→ TASK DETAILS:
Which lines in the listing below contain the string "strut"? Report each of them in full.

→ ENTRIES SUPPLIED:
****************************************

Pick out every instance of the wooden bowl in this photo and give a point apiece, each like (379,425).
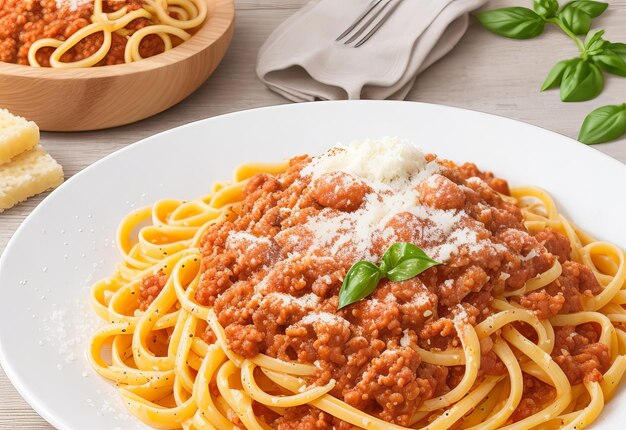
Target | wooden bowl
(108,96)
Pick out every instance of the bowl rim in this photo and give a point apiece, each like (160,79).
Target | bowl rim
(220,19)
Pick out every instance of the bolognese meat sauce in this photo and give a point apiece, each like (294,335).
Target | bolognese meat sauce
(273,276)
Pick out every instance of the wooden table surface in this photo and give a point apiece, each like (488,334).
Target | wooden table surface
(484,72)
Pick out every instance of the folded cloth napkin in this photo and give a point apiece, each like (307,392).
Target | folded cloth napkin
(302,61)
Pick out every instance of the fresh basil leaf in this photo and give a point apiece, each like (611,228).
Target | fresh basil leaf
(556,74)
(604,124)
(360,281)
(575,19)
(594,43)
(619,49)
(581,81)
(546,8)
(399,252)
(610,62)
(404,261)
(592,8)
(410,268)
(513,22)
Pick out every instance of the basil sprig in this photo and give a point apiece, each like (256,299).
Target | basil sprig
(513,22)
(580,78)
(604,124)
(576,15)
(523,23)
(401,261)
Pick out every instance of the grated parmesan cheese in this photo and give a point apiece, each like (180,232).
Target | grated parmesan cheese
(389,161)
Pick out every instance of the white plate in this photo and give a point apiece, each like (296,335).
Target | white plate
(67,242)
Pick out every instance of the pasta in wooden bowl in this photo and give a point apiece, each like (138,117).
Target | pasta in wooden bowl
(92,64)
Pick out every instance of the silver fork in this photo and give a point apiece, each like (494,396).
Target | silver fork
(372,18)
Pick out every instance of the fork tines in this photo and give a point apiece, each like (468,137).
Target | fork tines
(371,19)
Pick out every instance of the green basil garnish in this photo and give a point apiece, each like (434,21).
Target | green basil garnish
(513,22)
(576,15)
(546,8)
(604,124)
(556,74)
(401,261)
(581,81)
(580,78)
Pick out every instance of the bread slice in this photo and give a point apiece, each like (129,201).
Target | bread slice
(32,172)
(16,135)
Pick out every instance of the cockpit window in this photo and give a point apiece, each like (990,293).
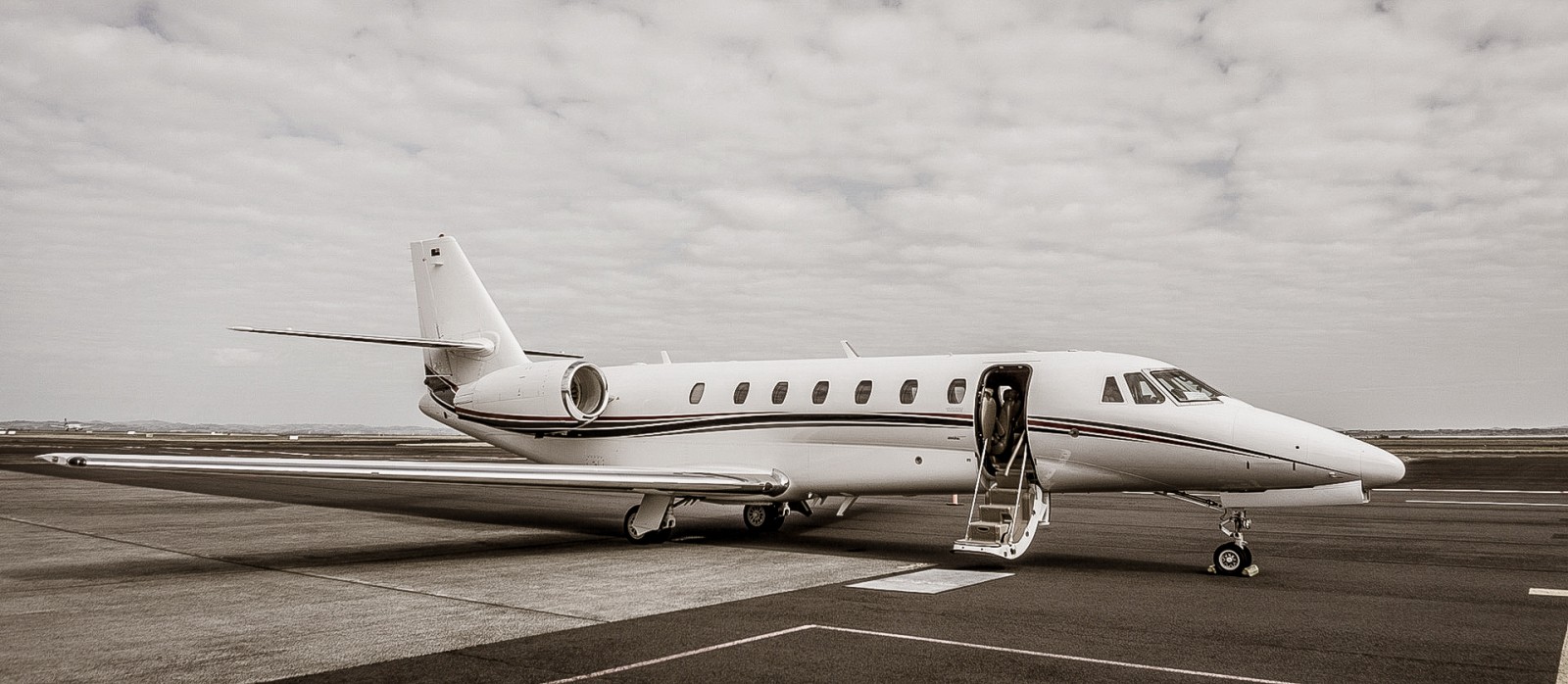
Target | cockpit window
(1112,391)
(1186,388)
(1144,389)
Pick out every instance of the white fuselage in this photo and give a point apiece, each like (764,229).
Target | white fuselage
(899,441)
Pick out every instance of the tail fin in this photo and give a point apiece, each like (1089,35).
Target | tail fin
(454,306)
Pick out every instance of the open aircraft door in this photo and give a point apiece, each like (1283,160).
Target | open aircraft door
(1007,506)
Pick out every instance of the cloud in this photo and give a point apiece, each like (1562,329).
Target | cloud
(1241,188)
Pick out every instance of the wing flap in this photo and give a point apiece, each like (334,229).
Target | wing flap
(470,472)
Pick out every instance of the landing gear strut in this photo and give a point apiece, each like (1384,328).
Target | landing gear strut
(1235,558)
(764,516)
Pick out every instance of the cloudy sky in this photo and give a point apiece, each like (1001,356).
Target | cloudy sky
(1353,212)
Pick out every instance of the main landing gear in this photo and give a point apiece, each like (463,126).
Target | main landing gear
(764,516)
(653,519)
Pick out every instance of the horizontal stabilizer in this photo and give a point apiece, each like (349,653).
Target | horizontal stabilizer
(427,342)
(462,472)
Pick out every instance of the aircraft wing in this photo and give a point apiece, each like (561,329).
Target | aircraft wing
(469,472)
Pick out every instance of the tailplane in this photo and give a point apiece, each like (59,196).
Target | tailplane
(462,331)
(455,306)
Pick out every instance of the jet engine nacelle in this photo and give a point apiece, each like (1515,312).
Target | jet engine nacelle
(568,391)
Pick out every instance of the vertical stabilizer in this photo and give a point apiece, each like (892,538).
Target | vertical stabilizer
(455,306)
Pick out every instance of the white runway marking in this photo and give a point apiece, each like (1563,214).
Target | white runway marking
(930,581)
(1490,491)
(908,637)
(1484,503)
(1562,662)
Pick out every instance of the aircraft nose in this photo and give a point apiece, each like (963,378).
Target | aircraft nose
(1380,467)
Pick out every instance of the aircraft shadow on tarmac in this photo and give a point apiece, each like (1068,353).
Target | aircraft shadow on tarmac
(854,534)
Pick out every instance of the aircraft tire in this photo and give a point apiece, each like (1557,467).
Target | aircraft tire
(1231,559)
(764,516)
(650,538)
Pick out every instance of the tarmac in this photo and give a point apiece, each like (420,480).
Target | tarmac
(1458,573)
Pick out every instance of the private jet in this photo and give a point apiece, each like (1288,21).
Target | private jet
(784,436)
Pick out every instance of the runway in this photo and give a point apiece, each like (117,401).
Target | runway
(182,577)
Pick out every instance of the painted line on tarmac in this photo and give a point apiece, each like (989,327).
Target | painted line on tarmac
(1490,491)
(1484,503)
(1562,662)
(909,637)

****************************************

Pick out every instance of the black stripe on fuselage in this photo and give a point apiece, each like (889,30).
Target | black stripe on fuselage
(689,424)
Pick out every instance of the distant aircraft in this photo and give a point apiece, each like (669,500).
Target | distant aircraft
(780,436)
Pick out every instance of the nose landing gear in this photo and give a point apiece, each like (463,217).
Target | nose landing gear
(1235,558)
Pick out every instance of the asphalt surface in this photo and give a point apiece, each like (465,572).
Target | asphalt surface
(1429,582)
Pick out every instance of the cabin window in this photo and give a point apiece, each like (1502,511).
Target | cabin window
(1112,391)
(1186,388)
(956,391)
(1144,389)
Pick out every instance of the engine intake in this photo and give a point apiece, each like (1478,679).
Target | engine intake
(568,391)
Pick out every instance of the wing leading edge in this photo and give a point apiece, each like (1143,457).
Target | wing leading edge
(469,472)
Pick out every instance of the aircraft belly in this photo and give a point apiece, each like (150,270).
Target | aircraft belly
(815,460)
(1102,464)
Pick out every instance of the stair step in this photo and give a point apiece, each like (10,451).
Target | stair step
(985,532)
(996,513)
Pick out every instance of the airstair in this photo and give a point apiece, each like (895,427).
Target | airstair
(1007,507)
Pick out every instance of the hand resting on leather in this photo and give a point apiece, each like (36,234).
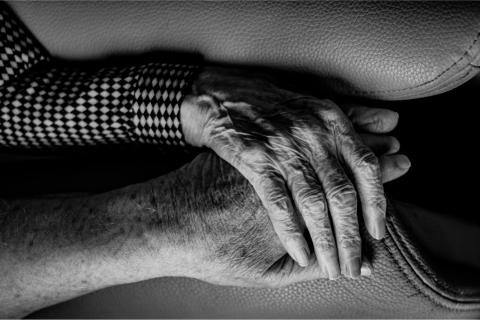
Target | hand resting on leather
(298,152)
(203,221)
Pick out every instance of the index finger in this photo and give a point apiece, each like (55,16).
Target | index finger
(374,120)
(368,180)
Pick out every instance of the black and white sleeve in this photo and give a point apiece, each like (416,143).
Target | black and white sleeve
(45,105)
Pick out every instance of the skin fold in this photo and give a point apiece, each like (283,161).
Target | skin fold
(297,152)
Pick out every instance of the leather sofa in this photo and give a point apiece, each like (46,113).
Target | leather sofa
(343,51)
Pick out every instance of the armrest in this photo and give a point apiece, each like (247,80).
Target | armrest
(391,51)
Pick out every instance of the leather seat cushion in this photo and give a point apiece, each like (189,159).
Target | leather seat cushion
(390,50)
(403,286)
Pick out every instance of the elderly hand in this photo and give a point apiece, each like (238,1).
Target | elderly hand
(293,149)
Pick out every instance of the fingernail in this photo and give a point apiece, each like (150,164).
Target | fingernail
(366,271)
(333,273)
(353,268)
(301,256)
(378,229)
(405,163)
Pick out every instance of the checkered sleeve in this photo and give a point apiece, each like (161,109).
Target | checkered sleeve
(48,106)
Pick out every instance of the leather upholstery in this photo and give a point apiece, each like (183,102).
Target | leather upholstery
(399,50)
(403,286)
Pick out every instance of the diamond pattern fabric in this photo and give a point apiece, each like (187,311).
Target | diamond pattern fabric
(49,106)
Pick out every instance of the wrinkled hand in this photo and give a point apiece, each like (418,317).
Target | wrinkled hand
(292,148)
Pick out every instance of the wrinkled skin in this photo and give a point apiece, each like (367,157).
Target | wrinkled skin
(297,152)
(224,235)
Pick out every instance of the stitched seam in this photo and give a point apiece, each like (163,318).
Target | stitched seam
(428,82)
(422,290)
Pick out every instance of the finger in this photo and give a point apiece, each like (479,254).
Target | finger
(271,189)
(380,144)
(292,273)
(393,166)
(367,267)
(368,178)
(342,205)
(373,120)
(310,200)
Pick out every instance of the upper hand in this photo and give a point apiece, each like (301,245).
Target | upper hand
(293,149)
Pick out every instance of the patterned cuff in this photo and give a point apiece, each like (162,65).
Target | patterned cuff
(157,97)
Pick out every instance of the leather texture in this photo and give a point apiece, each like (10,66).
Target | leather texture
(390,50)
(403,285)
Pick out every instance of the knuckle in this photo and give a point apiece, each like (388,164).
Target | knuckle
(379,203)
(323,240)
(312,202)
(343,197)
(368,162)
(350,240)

****************************************

→ EXERCISE OUTPUT:
Pick out every instance of the landing gear strut in this photo and give a point apiece, each like (1384,328).
Target | landing gear strut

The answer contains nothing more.